Named-object pointing records.
■ ■ ■

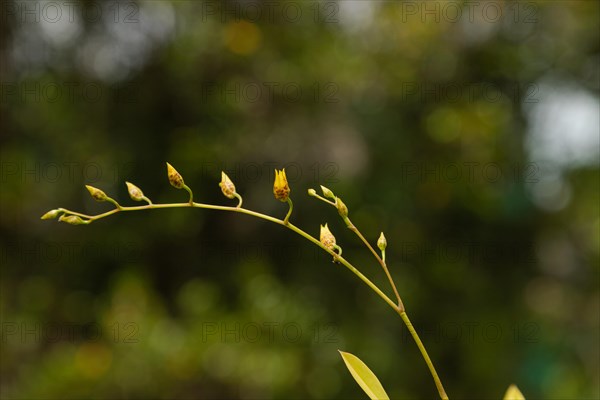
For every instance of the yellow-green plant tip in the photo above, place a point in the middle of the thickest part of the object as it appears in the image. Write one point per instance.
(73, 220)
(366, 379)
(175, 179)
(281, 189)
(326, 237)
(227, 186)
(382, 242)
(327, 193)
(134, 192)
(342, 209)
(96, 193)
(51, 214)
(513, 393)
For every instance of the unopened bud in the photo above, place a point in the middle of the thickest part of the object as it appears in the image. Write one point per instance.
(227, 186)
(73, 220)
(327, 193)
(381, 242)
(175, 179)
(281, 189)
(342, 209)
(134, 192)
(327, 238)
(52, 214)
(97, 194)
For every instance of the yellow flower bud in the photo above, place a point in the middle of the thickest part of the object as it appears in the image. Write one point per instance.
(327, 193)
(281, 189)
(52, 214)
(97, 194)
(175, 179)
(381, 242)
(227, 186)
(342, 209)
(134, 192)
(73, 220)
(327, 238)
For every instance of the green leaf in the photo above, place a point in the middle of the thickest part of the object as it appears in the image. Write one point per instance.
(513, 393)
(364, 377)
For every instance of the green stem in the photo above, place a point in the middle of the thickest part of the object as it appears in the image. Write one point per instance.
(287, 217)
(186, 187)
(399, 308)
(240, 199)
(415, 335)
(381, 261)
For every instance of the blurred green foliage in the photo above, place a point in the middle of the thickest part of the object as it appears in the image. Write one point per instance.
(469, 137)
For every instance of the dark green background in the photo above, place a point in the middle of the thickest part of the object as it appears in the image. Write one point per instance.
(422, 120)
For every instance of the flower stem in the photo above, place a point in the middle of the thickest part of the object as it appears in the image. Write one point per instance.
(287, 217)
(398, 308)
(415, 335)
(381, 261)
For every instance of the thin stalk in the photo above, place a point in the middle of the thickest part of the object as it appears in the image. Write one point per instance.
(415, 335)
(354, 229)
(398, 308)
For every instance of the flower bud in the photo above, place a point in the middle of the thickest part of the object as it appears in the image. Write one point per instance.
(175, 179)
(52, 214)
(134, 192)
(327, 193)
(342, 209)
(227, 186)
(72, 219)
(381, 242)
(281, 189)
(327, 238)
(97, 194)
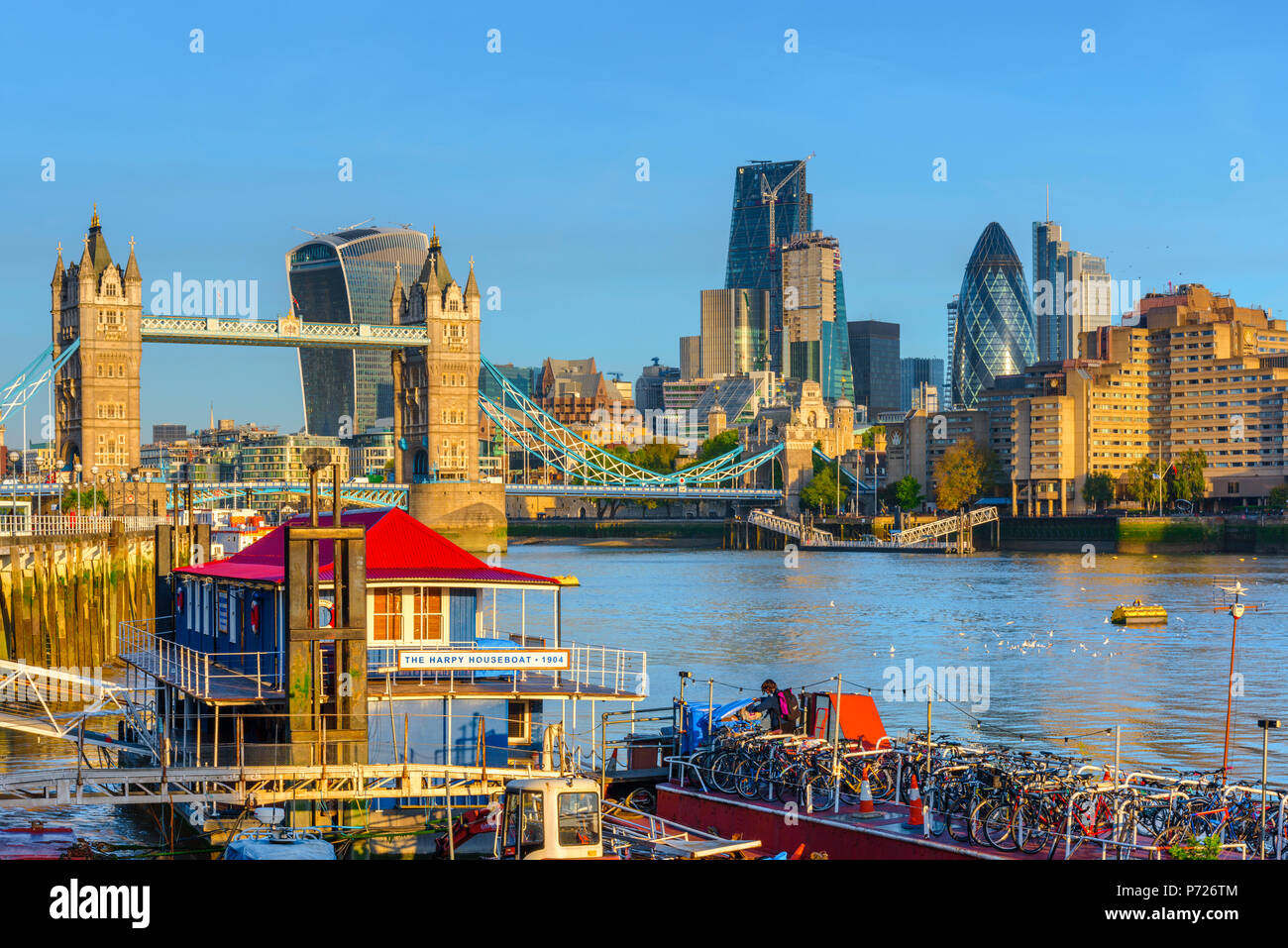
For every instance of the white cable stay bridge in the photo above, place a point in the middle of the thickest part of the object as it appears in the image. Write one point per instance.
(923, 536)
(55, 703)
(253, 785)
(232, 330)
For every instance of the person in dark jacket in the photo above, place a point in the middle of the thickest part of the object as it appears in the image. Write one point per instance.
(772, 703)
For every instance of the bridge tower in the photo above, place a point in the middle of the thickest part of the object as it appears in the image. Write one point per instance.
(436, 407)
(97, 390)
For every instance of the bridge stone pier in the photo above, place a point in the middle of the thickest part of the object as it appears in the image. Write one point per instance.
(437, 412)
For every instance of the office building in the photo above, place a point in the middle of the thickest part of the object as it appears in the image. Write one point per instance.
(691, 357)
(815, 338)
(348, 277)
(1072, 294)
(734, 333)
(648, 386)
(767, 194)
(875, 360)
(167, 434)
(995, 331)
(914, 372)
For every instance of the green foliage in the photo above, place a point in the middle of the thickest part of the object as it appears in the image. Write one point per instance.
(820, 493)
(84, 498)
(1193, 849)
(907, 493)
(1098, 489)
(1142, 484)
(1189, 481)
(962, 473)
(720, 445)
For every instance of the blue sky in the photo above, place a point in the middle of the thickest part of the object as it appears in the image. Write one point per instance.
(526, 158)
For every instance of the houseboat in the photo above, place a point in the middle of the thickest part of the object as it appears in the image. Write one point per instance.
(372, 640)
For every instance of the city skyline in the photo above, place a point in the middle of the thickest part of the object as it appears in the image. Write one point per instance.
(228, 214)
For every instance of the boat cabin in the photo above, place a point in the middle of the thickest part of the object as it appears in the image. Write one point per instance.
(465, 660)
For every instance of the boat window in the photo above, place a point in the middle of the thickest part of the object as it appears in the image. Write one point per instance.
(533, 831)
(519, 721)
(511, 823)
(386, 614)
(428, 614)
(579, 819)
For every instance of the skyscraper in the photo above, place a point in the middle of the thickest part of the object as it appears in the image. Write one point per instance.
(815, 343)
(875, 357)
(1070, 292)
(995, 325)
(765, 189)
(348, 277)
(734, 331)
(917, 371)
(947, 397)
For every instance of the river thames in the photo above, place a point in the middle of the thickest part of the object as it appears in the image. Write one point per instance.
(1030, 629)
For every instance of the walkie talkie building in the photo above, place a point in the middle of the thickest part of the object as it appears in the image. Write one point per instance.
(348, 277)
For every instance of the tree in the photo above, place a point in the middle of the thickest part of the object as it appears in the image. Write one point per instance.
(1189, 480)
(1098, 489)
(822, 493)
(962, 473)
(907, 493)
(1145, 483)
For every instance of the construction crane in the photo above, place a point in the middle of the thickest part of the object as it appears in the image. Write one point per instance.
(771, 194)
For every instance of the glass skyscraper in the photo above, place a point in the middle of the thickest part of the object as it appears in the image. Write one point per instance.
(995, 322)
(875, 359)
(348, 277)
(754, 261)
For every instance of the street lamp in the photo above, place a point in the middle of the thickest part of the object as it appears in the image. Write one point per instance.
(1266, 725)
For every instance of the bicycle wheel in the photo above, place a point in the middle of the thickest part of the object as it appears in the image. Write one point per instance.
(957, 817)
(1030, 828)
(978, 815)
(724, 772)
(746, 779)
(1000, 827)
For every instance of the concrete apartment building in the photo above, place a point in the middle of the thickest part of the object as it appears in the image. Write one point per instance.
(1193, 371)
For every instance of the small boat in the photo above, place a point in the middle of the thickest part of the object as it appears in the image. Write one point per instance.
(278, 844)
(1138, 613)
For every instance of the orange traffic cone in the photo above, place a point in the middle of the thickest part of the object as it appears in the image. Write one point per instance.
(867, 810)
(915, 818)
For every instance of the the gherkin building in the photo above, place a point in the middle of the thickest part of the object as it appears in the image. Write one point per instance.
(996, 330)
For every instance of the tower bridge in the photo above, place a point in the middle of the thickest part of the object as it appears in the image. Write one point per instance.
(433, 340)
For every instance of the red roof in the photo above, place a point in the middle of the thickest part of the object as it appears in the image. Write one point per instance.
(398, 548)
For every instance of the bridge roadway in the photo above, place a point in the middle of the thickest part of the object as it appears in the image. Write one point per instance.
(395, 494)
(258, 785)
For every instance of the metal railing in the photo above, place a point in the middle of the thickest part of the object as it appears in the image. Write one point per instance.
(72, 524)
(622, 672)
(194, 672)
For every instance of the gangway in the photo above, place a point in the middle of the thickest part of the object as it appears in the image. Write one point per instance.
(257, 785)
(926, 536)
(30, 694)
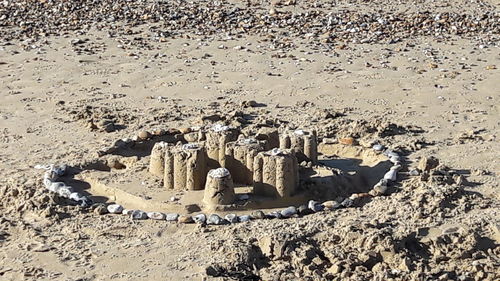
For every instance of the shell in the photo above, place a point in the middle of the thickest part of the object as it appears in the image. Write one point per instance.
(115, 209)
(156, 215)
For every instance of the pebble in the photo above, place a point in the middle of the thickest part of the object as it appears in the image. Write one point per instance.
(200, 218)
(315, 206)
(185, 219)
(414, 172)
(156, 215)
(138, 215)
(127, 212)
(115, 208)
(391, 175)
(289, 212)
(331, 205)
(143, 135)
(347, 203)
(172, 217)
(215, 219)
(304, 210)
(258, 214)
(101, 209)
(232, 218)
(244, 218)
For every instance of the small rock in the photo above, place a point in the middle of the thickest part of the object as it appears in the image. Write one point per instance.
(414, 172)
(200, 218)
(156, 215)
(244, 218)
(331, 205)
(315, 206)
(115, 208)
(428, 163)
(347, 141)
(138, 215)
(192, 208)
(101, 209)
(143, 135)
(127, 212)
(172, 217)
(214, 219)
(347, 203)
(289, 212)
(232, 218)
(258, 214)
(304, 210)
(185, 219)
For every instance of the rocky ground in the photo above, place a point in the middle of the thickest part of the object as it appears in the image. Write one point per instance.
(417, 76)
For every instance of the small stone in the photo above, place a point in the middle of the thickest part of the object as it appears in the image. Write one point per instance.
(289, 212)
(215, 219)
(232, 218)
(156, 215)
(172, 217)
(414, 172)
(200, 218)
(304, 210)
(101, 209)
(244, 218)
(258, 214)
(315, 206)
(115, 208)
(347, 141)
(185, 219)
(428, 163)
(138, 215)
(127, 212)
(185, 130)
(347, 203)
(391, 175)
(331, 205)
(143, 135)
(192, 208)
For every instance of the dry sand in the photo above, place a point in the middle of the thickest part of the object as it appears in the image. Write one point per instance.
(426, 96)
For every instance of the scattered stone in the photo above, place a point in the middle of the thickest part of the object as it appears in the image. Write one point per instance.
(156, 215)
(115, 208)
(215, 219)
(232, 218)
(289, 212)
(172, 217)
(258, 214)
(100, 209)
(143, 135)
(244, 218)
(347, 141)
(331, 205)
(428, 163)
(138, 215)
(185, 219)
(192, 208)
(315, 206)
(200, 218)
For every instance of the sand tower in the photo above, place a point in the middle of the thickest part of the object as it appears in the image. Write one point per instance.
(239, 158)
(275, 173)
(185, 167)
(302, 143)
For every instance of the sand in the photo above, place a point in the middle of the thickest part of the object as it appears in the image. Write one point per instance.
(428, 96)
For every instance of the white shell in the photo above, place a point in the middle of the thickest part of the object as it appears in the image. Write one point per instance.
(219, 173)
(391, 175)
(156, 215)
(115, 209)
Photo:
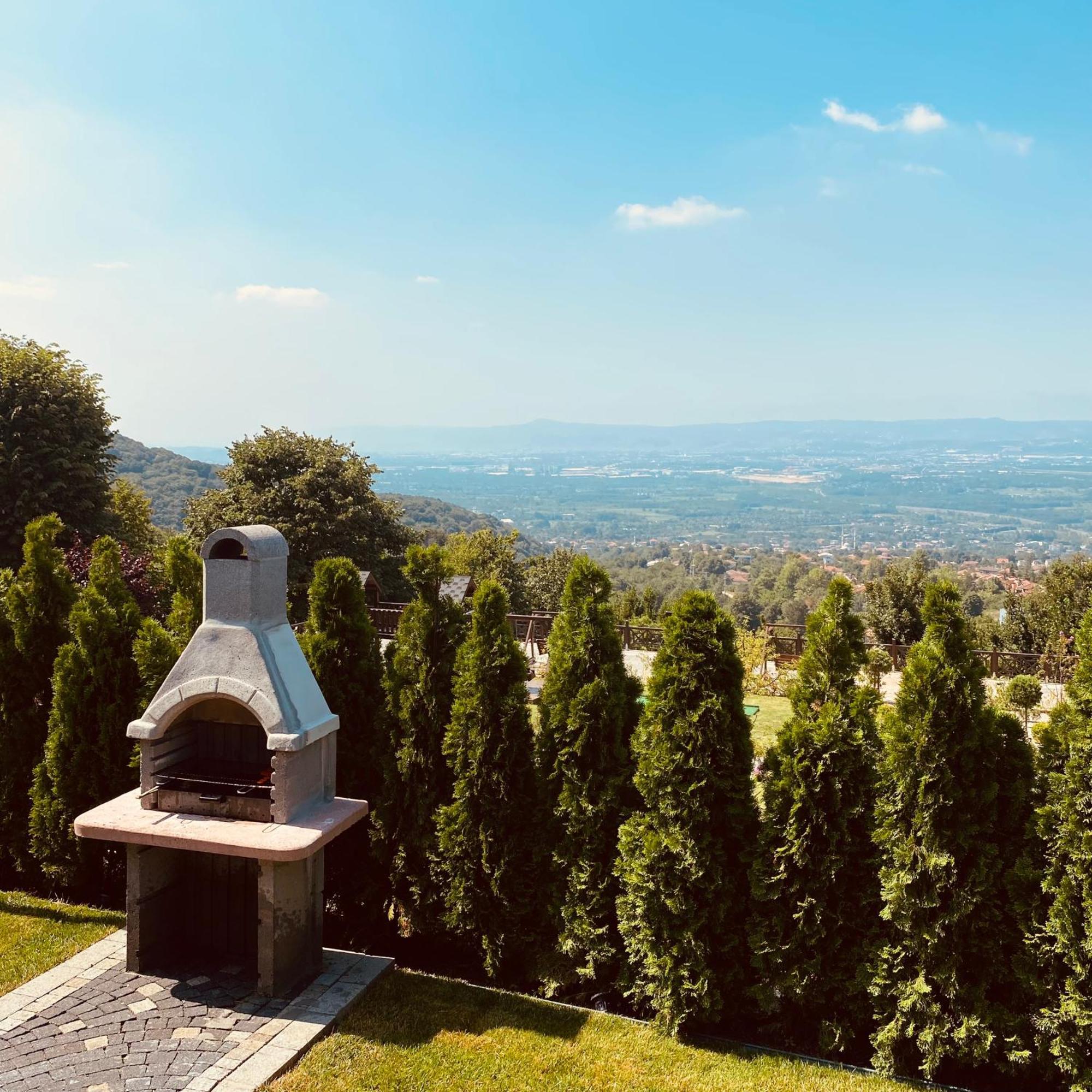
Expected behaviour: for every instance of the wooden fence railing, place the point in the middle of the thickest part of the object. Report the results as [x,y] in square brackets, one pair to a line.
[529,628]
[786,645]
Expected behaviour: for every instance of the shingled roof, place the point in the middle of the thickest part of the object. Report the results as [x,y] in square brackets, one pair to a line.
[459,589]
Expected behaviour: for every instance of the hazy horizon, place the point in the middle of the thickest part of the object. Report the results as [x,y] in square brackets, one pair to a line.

■ ■ ■

Brief.
Start at the line of the records that contains "For every instance of the river" and stop after the line that contains "(1193, 371)". Write out only those lines with "street lamp" swapped for "lamp post", leaving everything else unchanged.

Answer below.
For every instance of the river thames in the photo above, place a point in the middle of the thickest part of the object as it appears in the image. Write one point per instance.
(1030, 629)
For every instance of the walkie talkie building in the photo above, place a point in the middle of the thickest part of the object as it appears in the image. Write one point per instance.
(348, 277)
For every instance of the tree in the photo above, place a point in the middle of the thickest part of the object as it appears in the image. Write one point per instance.
(1189, 480)
(1098, 489)
(822, 493)
(962, 473)
(907, 493)
(1145, 483)
For every instance of the construction crane in the photo above, place a point in the middle of the thickest part of the object as it appears in the image. Write one point per instance.
(771, 194)
For every instance of the glass skyscraper in the photo above, place a point in the middle of the thickest part of the object as it appears in the image. Write one point per instance.
(995, 322)
(875, 359)
(348, 277)
(754, 261)
For every instance of the lamp post in the photo above, place a point in the middle of the thickest part of the object as it appears in the image. Write one point per instance.
(1266, 725)
For every instance of the bicycle wheel in the photo above, place a point in the middle of the thickest part of the object as it appears in the image. Write one point per instance.
(957, 817)
(1030, 828)
(978, 815)
(724, 772)
(746, 779)
(1000, 827)
For every instance of the concrete apartment building in the photo above, place a point in the middle of the thickest part of the object as it appears in the image. Write one point per instance.
(1193, 371)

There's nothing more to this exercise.